## [WHAT THIS TASK INVOLVES]
The entries below are to be transcribed in full, without their images.

## [THE DATA]
- - -

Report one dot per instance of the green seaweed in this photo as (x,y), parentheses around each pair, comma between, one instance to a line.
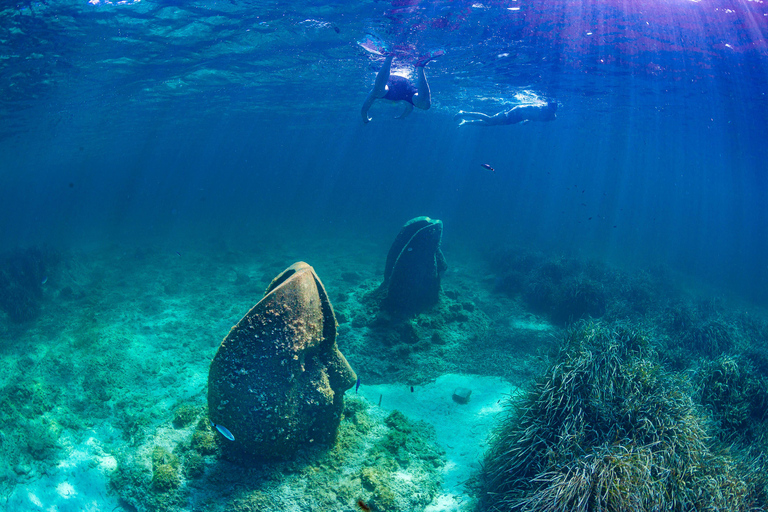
(608,428)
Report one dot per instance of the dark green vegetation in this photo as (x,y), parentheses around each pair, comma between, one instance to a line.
(609,428)
(22,273)
(568,289)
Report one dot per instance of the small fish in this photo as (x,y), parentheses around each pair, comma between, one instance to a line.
(224,431)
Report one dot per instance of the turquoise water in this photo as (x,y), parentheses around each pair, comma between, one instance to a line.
(161,162)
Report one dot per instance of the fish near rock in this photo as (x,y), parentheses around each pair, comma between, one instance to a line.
(278,379)
(415,265)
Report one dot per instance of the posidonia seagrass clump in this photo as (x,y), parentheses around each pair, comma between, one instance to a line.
(608,429)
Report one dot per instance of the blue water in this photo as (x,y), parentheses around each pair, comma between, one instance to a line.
(174,119)
(161,161)
(123,121)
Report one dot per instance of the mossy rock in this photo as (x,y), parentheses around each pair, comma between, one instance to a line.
(204,442)
(194,465)
(165,477)
(184,415)
(165,470)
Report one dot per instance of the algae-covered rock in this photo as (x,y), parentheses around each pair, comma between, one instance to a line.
(277,381)
(414,267)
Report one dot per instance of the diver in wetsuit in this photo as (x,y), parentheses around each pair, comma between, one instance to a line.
(398,88)
(519,114)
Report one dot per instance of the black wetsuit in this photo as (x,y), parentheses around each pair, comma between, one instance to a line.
(400,89)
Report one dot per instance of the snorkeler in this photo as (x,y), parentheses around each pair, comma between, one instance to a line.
(398,88)
(519,114)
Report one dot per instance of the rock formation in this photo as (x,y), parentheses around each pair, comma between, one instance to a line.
(277,381)
(414,267)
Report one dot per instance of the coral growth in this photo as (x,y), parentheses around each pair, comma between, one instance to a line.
(608,428)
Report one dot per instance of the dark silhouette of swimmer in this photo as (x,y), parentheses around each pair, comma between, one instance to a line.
(519,114)
(398,88)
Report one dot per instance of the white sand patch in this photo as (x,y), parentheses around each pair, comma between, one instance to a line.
(78,484)
(462,429)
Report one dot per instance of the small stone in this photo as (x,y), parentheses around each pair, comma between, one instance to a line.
(461,395)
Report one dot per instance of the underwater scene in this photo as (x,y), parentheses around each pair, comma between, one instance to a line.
(383,255)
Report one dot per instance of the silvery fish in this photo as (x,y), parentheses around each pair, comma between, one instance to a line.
(224,431)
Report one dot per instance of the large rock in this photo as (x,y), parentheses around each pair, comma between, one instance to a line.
(277,381)
(414,267)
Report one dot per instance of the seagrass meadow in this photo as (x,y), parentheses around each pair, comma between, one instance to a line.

- - -

## [WORKED SOLUTION]
Report one dot per instance of the green seaweed in this photo as (x,y), parentheses around each pair, comma between, one instance to a line.
(608,428)
Report one dot per instance of the dark green vegetation in this photo as (x,y), parentheses around each pair, comma between, one instance to a line.
(609,428)
(22,273)
(568,289)
Report one dot per instance of the small fish in this photo as (x,y), parentheses around each pair, comma between, one instance to a line.
(224,431)
Report one dot per instance of the turquoise water in this photo as (x,y), parentheses around each pair, comma between, one instance to a line.
(161,162)
Report one dot per instance of the fish near rock in this photo as (x,y), parentheses around each pair, comma between, one instance to a line.
(278,379)
(415,265)
Report one dot per instance of the posidonia seagrass clump in this photo as (x,y), parentheses around each pair, comma between, one instance to a line.
(608,429)
Report one dot per instance of the blue water in this photo as (x,y), parentheses around each pair, comma between, one instance to a line.
(174,119)
(161,161)
(123,121)
Report one dot per instance of the mossy rock in this photo as (x,y), parentheses around each pair, comma between, one instance to a line.
(204,442)
(194,465)
(165,477)
(184,415)
(165,470)
Report one dot per instance of the algae-covered rock in this photo as (x,y), parentheses around each pair, comma between, one instance to a line.
(277,381)
(414,267)
Report one dot per instance of the diver in wetsuit in this photo as (x,y), parentheses around each pair, comma between, one instance to a line.
(398,88)
(519,114)
Report one dot per instance of the black wetsuit in this photo as (x,y), parentheses around each pair, comma between, one instance to a line.
(400,89)
Report one dot per instance of the snorkeler in this photo as (x,y), parentheses around each pair, comma between, one instance to a line.
(398,88)
(519,114)
Report one dot per instance of the rock formation in this photo as (x,y), parentheses around each pair, comma between, one instance to a line.
(277,381)
(414,267)
Report one dot per instance of the coral growth in this photo as (x,y), parentheses around each pair, comma between, one instance to a line.
(608,428)
Report one dot per instance of the dark silhouette of swimmer in this photo as (x,y), parentheses around each pair, comma between, one instance to a line.
(519,114)
(398,88)
Report one dot per instance of the white sand patch in this photo as (x,y), parentheses around each pair, comma between, one instance to a line.
(78,484)
(462,429)
Report one dot per instance of the small stone in this photo as (x,y), parentheses around each pair, comma between, one instance to a line.
(461,395)
Report one dot per instance of the underwater scene in this photo as (x,y), parentheses around each pair, comma between, one instance to a line.
(383,255)
Report one dot per instance of the silvery fish in this photo as (x,y), parentheses around each pair, comma between, one instance to a line.
(224,431)
Report one dot per instance of the large rock in this photo as (x,y), parentheses around each pair, comma between, one instance to a line.
(277,381)
(414,267)
Report one dot per instance of the seagrass meadow in this photo as (x,y), parentheses around each pair, comma between, one instance to a line.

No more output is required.